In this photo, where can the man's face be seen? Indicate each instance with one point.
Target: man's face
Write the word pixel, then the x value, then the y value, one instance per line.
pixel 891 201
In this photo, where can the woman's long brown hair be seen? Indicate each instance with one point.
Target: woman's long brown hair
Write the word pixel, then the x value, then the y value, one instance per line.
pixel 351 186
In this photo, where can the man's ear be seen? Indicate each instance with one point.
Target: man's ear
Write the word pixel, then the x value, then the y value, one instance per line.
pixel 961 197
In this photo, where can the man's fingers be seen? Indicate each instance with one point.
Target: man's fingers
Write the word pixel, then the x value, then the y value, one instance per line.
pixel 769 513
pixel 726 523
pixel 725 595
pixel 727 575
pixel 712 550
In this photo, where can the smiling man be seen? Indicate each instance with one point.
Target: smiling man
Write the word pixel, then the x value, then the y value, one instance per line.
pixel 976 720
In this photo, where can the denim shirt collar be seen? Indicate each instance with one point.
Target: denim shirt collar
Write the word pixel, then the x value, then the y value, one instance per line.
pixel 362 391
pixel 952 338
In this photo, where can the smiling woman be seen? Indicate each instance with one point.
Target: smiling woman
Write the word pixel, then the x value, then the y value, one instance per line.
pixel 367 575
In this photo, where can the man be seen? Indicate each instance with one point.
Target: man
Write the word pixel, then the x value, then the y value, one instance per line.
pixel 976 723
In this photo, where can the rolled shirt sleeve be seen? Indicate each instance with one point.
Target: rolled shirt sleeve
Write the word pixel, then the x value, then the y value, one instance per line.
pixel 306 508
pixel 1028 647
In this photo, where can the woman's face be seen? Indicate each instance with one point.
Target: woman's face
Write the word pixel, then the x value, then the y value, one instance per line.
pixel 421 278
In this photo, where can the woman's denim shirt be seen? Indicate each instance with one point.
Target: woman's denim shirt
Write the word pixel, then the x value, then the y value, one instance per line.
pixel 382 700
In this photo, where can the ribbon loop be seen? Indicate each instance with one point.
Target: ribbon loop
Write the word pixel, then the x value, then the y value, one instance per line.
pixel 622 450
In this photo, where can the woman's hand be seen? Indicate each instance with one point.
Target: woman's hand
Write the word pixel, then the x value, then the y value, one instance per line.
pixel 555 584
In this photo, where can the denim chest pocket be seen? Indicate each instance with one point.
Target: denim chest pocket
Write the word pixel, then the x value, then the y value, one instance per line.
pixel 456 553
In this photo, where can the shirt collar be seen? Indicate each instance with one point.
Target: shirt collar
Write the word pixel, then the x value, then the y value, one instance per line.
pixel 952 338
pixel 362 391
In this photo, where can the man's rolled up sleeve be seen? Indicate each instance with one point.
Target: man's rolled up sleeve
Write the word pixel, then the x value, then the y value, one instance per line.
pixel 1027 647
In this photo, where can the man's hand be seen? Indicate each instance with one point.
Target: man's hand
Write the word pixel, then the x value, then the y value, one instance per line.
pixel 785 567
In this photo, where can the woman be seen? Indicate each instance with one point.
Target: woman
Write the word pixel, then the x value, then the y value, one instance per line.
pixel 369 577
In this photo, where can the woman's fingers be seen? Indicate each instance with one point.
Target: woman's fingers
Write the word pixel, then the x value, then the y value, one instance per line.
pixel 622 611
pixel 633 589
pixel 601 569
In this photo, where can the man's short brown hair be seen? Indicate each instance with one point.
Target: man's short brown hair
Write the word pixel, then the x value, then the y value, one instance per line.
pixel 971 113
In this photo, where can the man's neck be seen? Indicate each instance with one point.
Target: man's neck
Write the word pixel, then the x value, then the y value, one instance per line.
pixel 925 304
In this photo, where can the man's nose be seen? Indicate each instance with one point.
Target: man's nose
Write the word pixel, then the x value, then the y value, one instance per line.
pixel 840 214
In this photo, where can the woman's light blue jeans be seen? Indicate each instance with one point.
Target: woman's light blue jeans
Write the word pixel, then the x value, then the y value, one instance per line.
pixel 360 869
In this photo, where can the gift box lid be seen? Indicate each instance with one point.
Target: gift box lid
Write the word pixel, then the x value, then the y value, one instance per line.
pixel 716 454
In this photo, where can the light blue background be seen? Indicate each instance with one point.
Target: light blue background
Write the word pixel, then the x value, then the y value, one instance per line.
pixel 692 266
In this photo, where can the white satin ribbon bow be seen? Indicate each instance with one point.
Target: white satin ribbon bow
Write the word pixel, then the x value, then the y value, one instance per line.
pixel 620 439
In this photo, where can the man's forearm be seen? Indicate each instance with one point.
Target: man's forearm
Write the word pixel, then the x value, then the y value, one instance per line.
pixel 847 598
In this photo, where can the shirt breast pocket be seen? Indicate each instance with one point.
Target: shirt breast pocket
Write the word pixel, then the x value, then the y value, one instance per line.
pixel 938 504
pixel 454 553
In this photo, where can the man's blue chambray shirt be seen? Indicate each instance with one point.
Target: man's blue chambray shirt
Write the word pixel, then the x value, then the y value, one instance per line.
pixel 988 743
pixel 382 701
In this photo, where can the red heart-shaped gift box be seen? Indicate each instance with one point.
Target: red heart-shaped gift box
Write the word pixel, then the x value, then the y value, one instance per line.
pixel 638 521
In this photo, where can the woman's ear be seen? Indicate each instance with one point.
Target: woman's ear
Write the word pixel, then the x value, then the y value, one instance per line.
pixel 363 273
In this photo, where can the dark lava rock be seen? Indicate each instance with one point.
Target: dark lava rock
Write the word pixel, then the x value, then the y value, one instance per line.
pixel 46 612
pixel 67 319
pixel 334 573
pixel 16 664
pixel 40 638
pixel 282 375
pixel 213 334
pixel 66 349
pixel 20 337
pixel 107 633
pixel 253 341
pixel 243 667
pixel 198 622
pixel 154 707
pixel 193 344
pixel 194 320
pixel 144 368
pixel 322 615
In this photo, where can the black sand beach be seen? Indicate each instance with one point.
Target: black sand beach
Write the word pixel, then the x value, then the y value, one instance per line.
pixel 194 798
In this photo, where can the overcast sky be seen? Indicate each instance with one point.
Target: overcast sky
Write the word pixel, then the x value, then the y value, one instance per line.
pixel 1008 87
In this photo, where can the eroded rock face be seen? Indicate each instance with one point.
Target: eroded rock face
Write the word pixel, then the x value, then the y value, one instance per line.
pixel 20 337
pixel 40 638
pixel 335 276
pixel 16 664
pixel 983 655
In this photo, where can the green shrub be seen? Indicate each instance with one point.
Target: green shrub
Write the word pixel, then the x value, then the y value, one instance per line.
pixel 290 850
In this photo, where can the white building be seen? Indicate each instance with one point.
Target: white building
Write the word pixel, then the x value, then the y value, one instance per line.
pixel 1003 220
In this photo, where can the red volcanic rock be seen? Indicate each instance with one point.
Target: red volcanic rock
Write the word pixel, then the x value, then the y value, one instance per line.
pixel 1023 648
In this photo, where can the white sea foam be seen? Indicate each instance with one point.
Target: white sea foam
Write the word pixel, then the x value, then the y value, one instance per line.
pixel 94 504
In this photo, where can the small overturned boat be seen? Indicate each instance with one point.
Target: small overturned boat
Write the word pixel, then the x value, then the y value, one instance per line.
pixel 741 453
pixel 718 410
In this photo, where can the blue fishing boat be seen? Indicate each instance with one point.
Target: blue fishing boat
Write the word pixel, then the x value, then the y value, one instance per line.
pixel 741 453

┄┄┄┄┄┄

What needs to be done | Please output the records from the line with "In this photo, where can the man's short" up to and including the line with "pixel 620 439" as a JSON list of strings, one string per line, leaving out blank lines.

Worked solution |
[
  "In this photo, where can the man's short brown hair be seen? Indicate each instance with one point.",
  "Target: man's short brown hair",
  "Write the word pixel, then the x value, then the y value, one instance per line.",
  "pixel 971 113",
  "In this photo, where can the man's neck be seen? Indicate each instance with one point.",
  "Target: man's neck",
  "Write the word pixel, then the x value, then the y value, one instance per line.",
  "pixel 925 304",
  "In this photo, where can the man's nose be seen? Indicate each instance with one point.",
  "Target: man's nose",
  "Write the word pixel, then the x value, then the y value, one instance per line.",
  "pixel 840 214",
  "In this photo, where can the woman's light blue jeans be seen? Indicate each instance with one point.",
  "Target: woman's light blue jeans",
  "Write the word pixel, then the x value, then the y value, one instance per line.",
  "pixel 360 869",
  "In this photo, where can the gift box lid be seen? Indicate each instance with one point.",
  "Target: gift box lid",
  "Write the word pixel, then the x value, then the y value, one instance per line.",
  "pixel 716 454",
  "In this photo, where can the light blue background be seen? Indicate each instance with one point.",
  "Target: light blue background",
  "Write the word pixel, then the x value, then the y value, one instance per line.",
  "pixel 692 266",
  "In this photo, where can the white satin ribbon bow be seen? Indicate each instance with one point.",
  "Target: white satin ribbon bow",
  "Write the word pixel, then the x value, then the y value, one instance per line.",
  "pixel 620 439"
]